# Excerpt provided
___

# Cassanova & Nemo :) my foster kitties.



## Catlover Danielle (Jul 31, 2013)

I'm not sure how many people really remember me here or know much about me, but I am a big time cat lover and foster mom. I have been fostering for almost 2 years straight, and sometimes I take on way too much and get a bit overwhelmed, but the kitties all appreciate it and love it, and that's what I'm in this world for, I feel like it's a huge part of my life.. fostering. I love giving these cats the chances they may have never been given if it weren't for me, you know? 

Anyways, I thought I should honestly start sharing a bit more of my fostering experiences and kitties with everyone here. :]

I currently have only 3 foster kitties in my home right now, which usually never happens... I usually have more.

Cassanova is about 1 year old and she had 2 kittens. Way too young but she is a wonderful Momma cat.

She is officially spayed & UTD on shots and now available for adoption - so I did a crazy kind of photo shoot tonight so that the rescue can actually officially post her, and I am hoping we get some good candidates for her new home and family.



























And then here is Nemo, which is one of her kittens. Koda was already adopted to a wonderful guy who just purchased his first home & he's going to be a spoiled kitty. He literally jokes saying he is his free loader roommate (and gave him his own bedroom) now I can only hope for the same for his brother here... 

Here's Nemo.













































I also have a pregnant foster kitty I have named Charlotte - she is due within the next 2 weeks, I just got her this past monday so I haven't taken many photos because I have been trying to let her adjust - I will probably give her her own thread soon.


----------



## 10cats2dogs (Jun 16, 2013)

Danielle, I've been following your threads for quite some time! 
You are a wonderful foster mom!
Cassanova is Beautiful! And Nemo is Adorable! 
Sharon


----------



## Jetlaya67 (Sep 26, 2012)

Great pictures!


----------



## Gandalf&Endor (Jun 9, 2014)

What beautiful kitties!


----------



## spirite (Jul 31, 2012)

I admire all of you here who foster - it's such an enormous commitment, but not only do the kitties appreciate it, all of us who love cats appreciate it too!

Cassanova is sooo pretty! She looks like a pretty small kitty, though maybe it's just the angles? Nemo looks like a sweetie pie - and check out those photo shoot poses!


----------



## Mochas Mommy (Dec 9, 2013)

What sweethearts! They are truly lucky to have found you in their time of need!


----------



## Heather72754 (Nov 1, 2013)

___

# Task list
1. Reproduce the foster kitty thread word for word, taking everything from "I currently have" down to "home and family.".
2. Answer these questions using the foster kitty thread:
(a) About how old is Cassanova?
(b) Which of Cassanova's kittens has already been adopted?
(c) What name was given to the pregnant foster kitty?
3. Extend the foster kitty thread, picking up where it stops.

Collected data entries
___

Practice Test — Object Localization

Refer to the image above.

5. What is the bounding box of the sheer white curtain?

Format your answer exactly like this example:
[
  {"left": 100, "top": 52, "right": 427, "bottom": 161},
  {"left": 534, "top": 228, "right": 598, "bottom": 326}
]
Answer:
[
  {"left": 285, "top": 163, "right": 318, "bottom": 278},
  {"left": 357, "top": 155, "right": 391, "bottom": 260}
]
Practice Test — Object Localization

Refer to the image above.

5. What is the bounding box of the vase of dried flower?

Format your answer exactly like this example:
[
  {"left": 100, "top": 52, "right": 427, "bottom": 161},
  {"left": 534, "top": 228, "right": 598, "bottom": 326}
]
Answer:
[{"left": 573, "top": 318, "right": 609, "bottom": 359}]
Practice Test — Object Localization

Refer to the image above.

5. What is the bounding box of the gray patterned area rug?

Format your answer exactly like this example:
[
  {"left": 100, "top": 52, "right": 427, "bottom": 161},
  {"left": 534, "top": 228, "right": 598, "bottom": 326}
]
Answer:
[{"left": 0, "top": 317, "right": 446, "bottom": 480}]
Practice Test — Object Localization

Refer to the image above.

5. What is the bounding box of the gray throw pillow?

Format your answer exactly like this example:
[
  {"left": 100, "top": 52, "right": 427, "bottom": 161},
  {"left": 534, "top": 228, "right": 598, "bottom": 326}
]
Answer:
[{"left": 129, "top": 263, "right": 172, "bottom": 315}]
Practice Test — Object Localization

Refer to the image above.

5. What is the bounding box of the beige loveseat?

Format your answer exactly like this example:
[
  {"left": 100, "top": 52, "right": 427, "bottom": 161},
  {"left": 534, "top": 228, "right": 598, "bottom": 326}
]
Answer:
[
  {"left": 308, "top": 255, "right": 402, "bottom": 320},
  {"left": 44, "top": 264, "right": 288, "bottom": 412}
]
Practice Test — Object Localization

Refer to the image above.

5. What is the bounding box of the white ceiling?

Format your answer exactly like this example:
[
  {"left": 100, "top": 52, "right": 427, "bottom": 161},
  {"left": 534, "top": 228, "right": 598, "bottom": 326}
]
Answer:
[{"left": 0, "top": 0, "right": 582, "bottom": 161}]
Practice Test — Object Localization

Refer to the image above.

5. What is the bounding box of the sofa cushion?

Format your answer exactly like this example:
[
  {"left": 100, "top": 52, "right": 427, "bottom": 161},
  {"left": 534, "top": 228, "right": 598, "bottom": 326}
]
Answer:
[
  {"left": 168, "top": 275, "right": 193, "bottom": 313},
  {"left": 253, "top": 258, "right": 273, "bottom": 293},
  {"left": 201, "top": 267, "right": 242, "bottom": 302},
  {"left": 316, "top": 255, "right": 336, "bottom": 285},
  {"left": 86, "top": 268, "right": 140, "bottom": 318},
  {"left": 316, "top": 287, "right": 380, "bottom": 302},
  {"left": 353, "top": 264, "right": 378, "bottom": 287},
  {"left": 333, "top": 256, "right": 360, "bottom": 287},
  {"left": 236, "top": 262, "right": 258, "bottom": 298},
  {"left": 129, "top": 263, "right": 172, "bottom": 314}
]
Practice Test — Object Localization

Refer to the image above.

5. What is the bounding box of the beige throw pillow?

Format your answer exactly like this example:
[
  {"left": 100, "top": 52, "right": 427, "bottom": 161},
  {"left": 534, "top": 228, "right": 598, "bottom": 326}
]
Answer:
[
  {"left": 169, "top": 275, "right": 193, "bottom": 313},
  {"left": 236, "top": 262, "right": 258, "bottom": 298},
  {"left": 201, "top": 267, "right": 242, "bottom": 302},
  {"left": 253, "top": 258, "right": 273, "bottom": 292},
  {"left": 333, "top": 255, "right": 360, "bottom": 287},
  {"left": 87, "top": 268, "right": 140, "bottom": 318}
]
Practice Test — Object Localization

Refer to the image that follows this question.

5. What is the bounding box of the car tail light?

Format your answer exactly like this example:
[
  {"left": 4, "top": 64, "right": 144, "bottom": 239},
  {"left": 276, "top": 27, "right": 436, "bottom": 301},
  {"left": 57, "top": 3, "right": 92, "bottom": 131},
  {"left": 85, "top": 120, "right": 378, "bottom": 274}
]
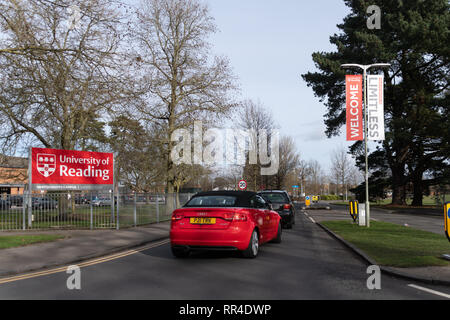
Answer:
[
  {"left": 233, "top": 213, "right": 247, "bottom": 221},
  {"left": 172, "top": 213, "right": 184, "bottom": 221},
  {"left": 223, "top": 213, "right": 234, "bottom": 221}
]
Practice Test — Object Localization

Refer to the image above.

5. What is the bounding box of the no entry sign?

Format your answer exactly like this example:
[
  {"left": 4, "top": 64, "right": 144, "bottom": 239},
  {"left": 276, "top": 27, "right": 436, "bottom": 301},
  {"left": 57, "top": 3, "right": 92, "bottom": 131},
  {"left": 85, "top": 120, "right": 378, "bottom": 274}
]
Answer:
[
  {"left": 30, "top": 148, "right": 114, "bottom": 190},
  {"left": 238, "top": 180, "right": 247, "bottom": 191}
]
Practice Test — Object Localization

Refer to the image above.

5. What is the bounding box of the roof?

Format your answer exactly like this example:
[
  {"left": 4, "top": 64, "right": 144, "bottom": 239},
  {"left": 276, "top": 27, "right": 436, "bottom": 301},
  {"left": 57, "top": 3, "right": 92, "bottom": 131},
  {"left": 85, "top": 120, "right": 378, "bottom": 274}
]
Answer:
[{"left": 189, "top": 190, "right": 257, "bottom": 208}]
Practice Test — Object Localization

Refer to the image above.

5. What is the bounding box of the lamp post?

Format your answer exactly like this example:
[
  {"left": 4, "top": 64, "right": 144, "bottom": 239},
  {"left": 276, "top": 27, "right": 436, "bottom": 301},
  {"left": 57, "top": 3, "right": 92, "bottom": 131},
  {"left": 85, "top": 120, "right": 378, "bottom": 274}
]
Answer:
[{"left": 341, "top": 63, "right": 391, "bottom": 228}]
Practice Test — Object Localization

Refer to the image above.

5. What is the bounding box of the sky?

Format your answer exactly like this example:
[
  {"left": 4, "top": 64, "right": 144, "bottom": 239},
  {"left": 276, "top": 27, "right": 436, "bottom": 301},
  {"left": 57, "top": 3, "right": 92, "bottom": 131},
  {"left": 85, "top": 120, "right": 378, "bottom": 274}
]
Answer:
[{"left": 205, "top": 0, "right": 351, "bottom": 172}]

___

# Results for each task
1.
I currently have only 3 foster kitties in my home right now, which usually never happens... I usually have more.

Cassanova is about 1 year old and she had 2 kittens. Way too young but she is a wonderful Momma cat.

She is officially spayed & UTD on shots and now available for adoption - so I did a crazy kind of photo shoot tonight so that the rescue can actually officially post her, and I am hoping we get some good candidates for her new home and family.

2.
(a) About 1 year old.
(b) Koda.
(c) Charlotte.

3.
OMG what great pics! Cassanova looks like a sweetie, what a pretty girl. I did lol at her name though - I thought I was going to see a male kitty when I opened the thread. :lol:

Nemo is a doll!! I squee'ed out loud when I saw that second pic from the bottom. That little hind leg stuck out just so and that bit of pink belly showing, just begging for a scratch. And the one on the cat tree with his little paws all tucked in is so sweet. All paws crossed for these two that they get wonderful forever homes with people who will spoil them the way Koda is being spoiled.


----------



## Catlover Danielle (Jul 31, 2013)

Sharon - Thank you so much!  I appreciate that compliment. These two really are adorable. & I think they'll find the most perfect homes eventually.

Heather - Hehe, it's funny that you mention the names. I actually ran out of names and nothing was coming to me for these guys so I had asked a girl that does some part time work after school to think of some names and she came up with Nemo, Koda and Cassanova, and stupid me I had no idea what Cassanova meant or stood for, and so I said okay, one of the girls that works with me told me what it meant, that it was actually for a male and she told me I shouldn't name her that, and since I don't really like that girl I decided to go with it, we call her Cassie for short. She's adorable 

Mocha's mommy - Thank you; I like to think that, too.

Spirite - Cassie is a very petite kitty; I believe she's only about 7lbs total. She's also only about 1 to 2 years of age, too.. probably closer to 1. Fostering is very rewarding; I would recommend fostering to anyone and everyone.


----------



## KsKatt (Jul 6, 2014)

Shucks, brand new house, all that room. He should have adopted all 3! The best way to have multiple cats with no issues!:catmilk
Cassie's dark nose looks like a perfect little heart!:love2
Bless you for fostering, you save more lives than you may know!:worship


----------



## Mikayla (Aug 14, 2009)

Cassanova has the most beautiful eyes, and the kitten is sooo sweet.


----------



## Catlover Danielle (Jul 31, 2013)

KsKatt - I thought the same thing - but the reason he found little Koda was because he actually is only interested in having one cat; and the original kitty he was interested in had to be in a home with another kitty, so they told him about my fosters and he fell inlove. I am happy he has Koda and of course it would've been awesome if he adopted little Nemo or better yet Cassie, but it's okay, they'll all find their forever homes when ready. 

Nemo has a potential family meeting him this weekend. I am excited and hope it works out, hes such a good kitty, and this situation is almost perfect, the woman is looking for a companion for her current kitty, and Nemo isn't incredibly affectionate as far as people go, but he'd be great as a friend for a kitty & I do think eventually he'll grow into a more loving caring people kitty, lol. But you never know....


----------



## Catlover Danielle (Jul 31, 2013)

Mikayla said:


> Cassanova has the most beautiful eyes, and the kitten is sooo sweet.


Her eyes really are beautiful, she is a special kitty & I hope she finds a home shortly.


----------



## Catlover Danielle (Jul 31, 2013)

Nemo was adopted out last night into a kind of "Newbie" cat owning home, I got good vibes from them but I am kind of a little nervous and am now wondering if I should've adopted him out to them because they're so new at owning kitties - but at one point so was I... and so were you, and you... and you, right?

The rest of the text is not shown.